■ Problem to work on
Render into Spanish this sentence from the passage on The Fox and the Hound: "The eponymous fox is raised by a seemingly nice hunting family and everything is going great—until it's returned to the wild."

BEGIN Selected passage

9. The Fox and the Hound
Daniel P. Mannix’s story takes the cake for its sheer tragic twists. The eponymous fox is raised by a seemingly nice hunting family and everything is going great—until it’s returned to the wild. This is when things get real.
He decides to start taunting the hunting dogs in retaliation, and one of them breaks loose and is hit by a train during the subsequent chase. The fox then DIES from chase-fueled exhaustion, and another dog become so old that he needs to be shot. This one gets a full five, because WTF.
The Disney-fied version is hugely responsible for nearly every little girl’s dream of being rescued by a prince and finding love at first sight (kiss?).
Giambattista Basile’s original version is hugely responsible for our wanting to call the poor girl a lawyer.
You see, the king’s (nope, not a prince here; also, he’s got a wife) first course of action isn’t to kiss the girl awake, though we sorely wish it was. Instead, he has sex with her…while she sleeps!
And it gets even worse: she pops out a couple of kids while she’s knocked out, wakes up as a single mother and only learns who the father is when the still-married king decides to pay her another visit. This is gross on every level.

END Selected passage
BEGIN Dataset content

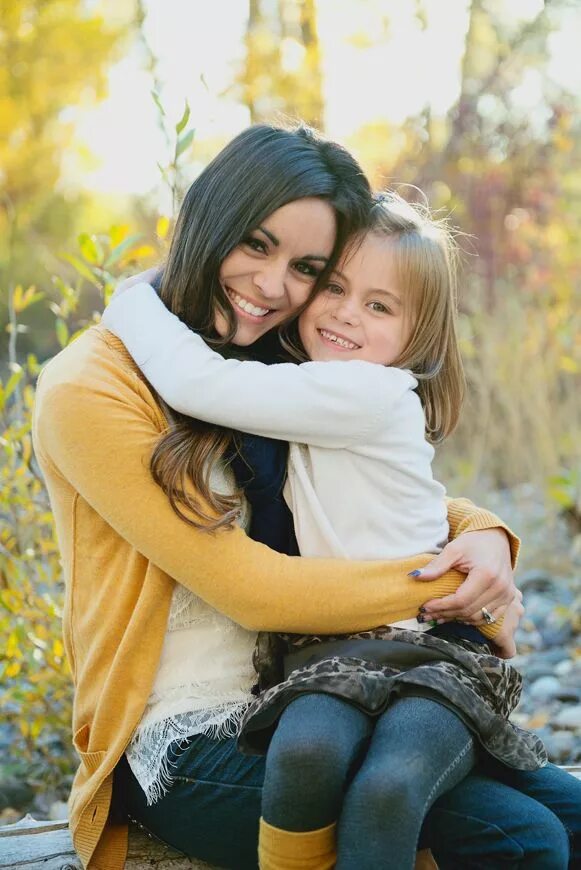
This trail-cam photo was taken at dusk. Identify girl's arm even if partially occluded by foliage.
[102,284,416,448]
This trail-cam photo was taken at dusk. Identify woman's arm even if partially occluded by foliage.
[102,284,416,447]
[34,332,512,634]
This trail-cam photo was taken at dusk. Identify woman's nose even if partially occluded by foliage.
[253,263,286,299]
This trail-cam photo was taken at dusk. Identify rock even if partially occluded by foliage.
[554,704,581,731]
[0,776,34,810]
[555,686,581,704]
[529,677,562,701]
[555,659,574,677]
[543,731,575,764]
[518,570,555,594]
[48,801,69,821]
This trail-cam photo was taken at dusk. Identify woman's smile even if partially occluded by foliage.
[224,287,275,322]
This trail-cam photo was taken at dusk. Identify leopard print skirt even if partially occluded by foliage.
[238,626,547,770]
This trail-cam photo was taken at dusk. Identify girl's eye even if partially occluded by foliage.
[295,260,320,278]
[369,302,390,314]
[242,236,268,254]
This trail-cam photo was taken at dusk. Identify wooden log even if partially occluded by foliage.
[0,816,213,870]
[0,766,581,870]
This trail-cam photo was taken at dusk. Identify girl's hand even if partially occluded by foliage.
[109,267,158,303]
[417,529,517,625]
[492,589,525,659]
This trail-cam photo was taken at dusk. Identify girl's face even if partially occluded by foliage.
[299,233,409,365]
[215,197,336,347]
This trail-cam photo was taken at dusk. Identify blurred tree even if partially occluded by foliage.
[239,0,324,129]
[0,0,122,330]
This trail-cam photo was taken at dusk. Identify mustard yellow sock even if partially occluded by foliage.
[258,819,337,870]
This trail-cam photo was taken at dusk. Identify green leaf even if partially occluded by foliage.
[176,100,190,136]
[104,233,143,269]
[61,254,99,285]
[79,233,103,265]
[176,130,196,160]
[55,317,69,347]
[4,369,24,401]
[151,91,165,118]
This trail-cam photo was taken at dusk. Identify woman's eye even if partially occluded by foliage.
[242,236,267,254]
[295,262,320,278]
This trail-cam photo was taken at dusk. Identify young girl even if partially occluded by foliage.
[103,193,546,868]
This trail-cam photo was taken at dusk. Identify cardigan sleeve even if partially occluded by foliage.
[34,356,512,634]
[102,284,417,448]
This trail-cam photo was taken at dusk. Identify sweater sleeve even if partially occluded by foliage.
[34,364,484,634]
[102,284,416,448]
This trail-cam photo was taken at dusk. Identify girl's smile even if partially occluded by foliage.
[216,197,336,346]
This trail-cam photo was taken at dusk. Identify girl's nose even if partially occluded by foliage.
[333,299,359,326]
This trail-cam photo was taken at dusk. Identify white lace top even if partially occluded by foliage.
[125,469,256,804]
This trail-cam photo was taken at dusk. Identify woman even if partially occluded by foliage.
[34,127,580,870]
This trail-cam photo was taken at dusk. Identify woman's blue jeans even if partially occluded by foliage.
[115,708,581,870]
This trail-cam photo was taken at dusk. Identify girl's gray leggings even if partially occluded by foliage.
[262,694,476,870]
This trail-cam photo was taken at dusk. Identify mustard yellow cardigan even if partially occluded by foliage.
[33,326,519,870]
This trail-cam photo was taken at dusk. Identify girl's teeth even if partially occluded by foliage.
[228,293,270,317]
[321,329,358,350]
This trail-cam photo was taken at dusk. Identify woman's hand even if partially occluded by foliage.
[417,529,517,625]
[109,267,158,302]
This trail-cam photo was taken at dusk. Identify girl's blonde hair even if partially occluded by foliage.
[365,191,465,442]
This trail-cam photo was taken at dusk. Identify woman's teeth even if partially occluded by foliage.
[319,329,359,350]
[228,290,272,317]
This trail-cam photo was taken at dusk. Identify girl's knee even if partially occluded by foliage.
[266,735,349,783]
[349,769,422,819]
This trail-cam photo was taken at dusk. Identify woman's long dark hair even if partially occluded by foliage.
[151,124,371,531]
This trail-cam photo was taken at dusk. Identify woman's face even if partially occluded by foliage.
[215,197,336,347]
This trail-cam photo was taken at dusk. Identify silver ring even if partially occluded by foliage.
[480,607,496,625]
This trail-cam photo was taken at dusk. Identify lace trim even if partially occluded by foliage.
[125,698,252,806]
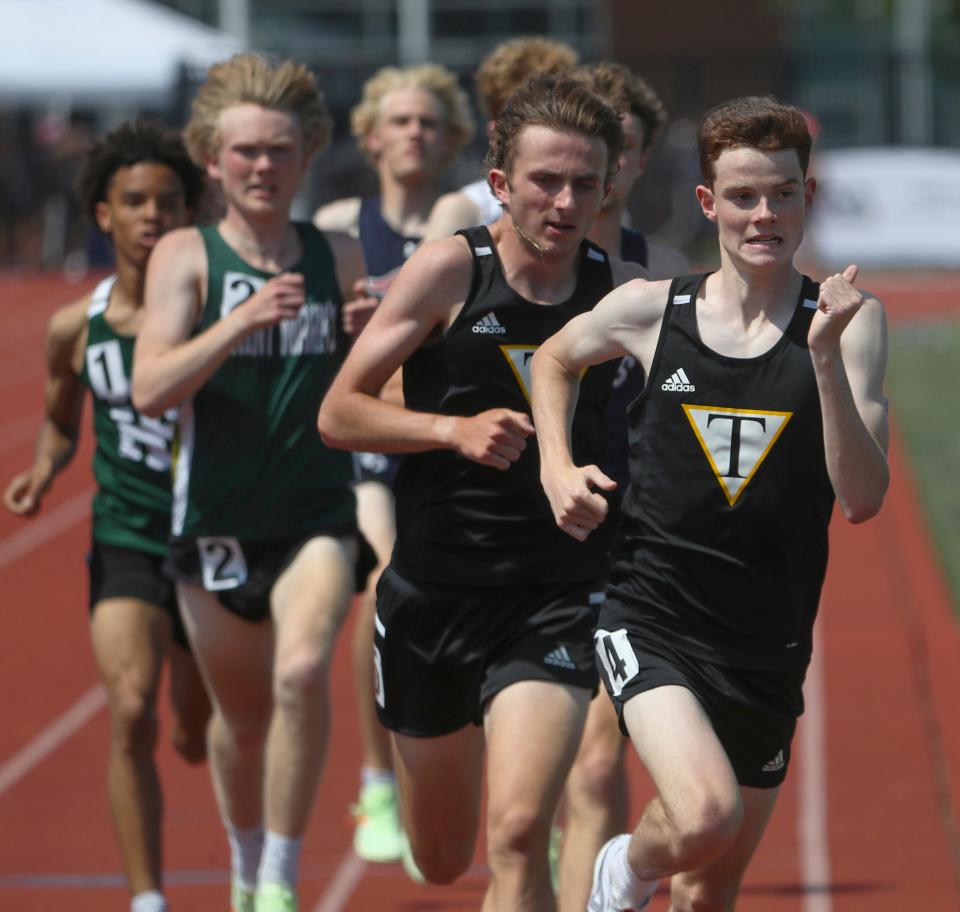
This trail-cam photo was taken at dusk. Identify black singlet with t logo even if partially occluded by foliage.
[392,227,616,587]
[608,275,834,669]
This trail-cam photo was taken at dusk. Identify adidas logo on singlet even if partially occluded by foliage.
[763,751,786,773]
[472,313,507,336]
[660,367,696,393]
[543,646,577,671]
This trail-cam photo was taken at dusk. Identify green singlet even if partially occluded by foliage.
[173,223,356,541]
[80,276,177,554]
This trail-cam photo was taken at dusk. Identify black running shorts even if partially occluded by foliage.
[164,529,377,623]
[374,567,602,738]
[87,541,190,650]
[595,600,803,788]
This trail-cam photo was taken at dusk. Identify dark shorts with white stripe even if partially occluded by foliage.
[374,567,603,738]
[164,528,377,624]
[87,540,190,652]
[595,599,803,788]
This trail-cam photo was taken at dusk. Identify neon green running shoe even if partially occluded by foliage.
[350,782,403,862]
[230,880,256,912]
[254,882,300,912]
[400,833,427,884]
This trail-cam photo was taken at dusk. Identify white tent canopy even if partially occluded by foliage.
[0,0,241,106]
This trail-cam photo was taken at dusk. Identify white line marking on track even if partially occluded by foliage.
[0,488,93,570]
[797,620,833,912]
[313,849,367,912]
[0,684,107,795]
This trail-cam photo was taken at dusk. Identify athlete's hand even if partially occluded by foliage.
[343,279,383,337]
[233,272,306,332]
[3,469,50,516]
[807,266,863,354]
[453,409,536,469]
[541,465,617,541]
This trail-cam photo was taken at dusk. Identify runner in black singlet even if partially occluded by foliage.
[533,98,888,912]
[319,77,639,912]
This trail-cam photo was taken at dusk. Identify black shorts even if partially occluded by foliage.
[595,603,803,788]
[373,567,603,738]
[352,453,403,491]
[87,541,190,650]
[164,529,377,623]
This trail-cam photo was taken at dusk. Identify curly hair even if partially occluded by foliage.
[183,53,331,166]
[574,61,667,152]
[475,37,580,120]
[350,63,474,166]
[697,95,813,186]
[76,119,204,223]
[485,75,623,187]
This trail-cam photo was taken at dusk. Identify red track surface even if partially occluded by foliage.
[0,275,960,912]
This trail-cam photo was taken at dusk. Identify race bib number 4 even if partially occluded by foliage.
[593,629,640,697]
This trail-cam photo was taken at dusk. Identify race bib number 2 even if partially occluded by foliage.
[197,537,247,592]
[593,629,640,697]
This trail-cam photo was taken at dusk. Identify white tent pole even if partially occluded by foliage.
[217,0,250,47]
[397,0,430,66]
[894,0,933,145]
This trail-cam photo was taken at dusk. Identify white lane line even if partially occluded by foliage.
[797,606,833,912]
[0,684,107,795]
[0,488,93,570]
[313,849,367,912]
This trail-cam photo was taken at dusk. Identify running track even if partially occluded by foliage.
[0,275,960,912]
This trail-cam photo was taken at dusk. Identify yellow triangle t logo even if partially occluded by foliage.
[500,345,537,403]
[683,405,793,507]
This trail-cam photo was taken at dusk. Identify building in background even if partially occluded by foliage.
[0,0,960,266]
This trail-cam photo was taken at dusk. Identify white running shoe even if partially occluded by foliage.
[587,833,657,912]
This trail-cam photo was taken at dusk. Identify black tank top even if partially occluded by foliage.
[600,227,648,488]
[393,227,616,586]
[609,275,834,670]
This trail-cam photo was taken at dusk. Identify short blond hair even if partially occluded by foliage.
[183,53,331,166]
[574,61,667,152]
[485,74,623,184]
[476,37,580,120]
[350,63,474,166]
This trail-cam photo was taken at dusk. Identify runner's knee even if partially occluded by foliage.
[674,795,743,870]
[487,802,551,868]
[565,740,626,814]
[109,676,157,751]
[274,647,330,708]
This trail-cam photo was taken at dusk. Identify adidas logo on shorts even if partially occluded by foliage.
[543,646,577,671]
[471,313,507,336]
[660,367,696,393]
[763,750,786,773]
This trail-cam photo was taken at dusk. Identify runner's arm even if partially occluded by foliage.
[423,190,481,241]
[531,280,666,541]
[133,228,304,417]
[809,267,890,523]
[317,238,533,469]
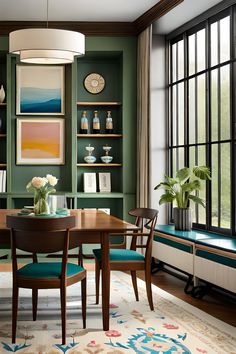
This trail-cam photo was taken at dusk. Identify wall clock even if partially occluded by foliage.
[84,73,105,94]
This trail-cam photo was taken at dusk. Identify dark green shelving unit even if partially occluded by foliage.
[0,37,137,225]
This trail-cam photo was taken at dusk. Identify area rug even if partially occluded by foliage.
[0,272,236,354]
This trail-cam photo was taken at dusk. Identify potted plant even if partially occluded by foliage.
[154,166,211,230]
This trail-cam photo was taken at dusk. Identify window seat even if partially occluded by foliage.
[153,225,236,293]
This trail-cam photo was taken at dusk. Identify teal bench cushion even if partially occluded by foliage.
[17,262,84,278]
[196,249,236,268]
[93,248,145,261]
[154,236,193,253]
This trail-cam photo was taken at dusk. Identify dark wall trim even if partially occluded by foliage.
[0,0,184,36]
[133,0,184,34]
[166,0,236,40]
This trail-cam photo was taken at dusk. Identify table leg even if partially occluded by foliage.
[101,232,110,331]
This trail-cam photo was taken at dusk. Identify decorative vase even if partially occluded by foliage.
[34,191,50,215]
[0,85,5,103]
[174,208,192,231]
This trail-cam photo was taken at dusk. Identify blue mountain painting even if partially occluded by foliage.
[20,87,62,113]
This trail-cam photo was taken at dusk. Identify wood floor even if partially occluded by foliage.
[136,271,236,327]
[0,263,236,327]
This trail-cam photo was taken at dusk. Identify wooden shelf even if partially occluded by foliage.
[77,192,124,199]
[77,163,122,167]
[76,101,122,106]
[76,134,122,138]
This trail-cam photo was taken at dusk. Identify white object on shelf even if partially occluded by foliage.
[98,173,111,192]
[84,144,96,163]
[84,173,97,193]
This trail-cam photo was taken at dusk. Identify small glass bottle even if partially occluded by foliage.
[80,111,88,134]
[93,111,100,134]
[105,111,113,134]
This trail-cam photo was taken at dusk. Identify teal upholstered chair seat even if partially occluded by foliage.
[93,249,145,262]
[17,262,84,279]
[6,215,86,345]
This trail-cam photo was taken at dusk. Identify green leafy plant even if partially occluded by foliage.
[154,166,211,208]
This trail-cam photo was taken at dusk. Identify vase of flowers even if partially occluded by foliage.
[26,174,58,214]
[154,166,211,231]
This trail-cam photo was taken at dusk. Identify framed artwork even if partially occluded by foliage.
[16,118,65,165]
[84,172,97,193]
[98,172,111,192]
[16,65,65,115]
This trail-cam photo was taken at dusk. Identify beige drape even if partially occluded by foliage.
[137,26,152,207]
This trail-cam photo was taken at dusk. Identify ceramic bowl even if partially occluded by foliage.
[84,156,96,163]
[101,156,113,163]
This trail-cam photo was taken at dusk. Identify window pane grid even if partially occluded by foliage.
[169,9,233,232]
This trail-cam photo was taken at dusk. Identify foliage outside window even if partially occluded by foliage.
[168,7,236,234]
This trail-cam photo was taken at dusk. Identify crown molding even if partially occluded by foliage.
[133,0,184,34]
[0,0,184,36]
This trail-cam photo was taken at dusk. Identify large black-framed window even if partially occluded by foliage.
[168,6,236,235]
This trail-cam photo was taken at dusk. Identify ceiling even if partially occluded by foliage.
[0,0,225,35]
[0,0,158,22]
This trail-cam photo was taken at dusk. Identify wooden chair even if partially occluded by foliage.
[93,208,158,311]
[7,215,86,344]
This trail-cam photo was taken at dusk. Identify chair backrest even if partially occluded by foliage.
[7,215,75,253]
[129,208,158,259]
[6,215,75,284]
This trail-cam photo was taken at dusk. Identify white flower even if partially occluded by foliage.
[31,177,47,189]
[46,175,58,187]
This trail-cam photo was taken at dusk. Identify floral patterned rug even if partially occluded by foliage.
[0,272,236,354]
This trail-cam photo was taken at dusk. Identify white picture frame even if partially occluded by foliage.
[16,65,65,116]
[98,172,111,193]
[84,172,97,193]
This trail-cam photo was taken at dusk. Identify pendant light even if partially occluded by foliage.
[9,0,85,64]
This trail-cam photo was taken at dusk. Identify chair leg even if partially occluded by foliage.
[145,268,154,311]
[78,245,83,267]
[95,259,100,305]
[12,284,19,343]
[32,289,38,321]
[81,278,87,328]
[60,285,66,345]
[130,270,139,301]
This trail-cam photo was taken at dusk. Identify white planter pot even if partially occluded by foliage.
[174,208,192,231]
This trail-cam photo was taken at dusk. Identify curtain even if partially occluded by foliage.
[137,26,152,207]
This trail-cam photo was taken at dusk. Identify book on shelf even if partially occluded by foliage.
[98,208,111,215]
[98,172,111,193]
[0,170,7,193]
[84,172,97,193]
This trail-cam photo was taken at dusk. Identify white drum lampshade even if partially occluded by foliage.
[9,28,85,64]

END Dataset content

■ Solution
El zorro que da título a la historia es criado por una familia de cazadores aparentemente amable y todo va de maravilla, hasta que lo devuelven a la naturaleza.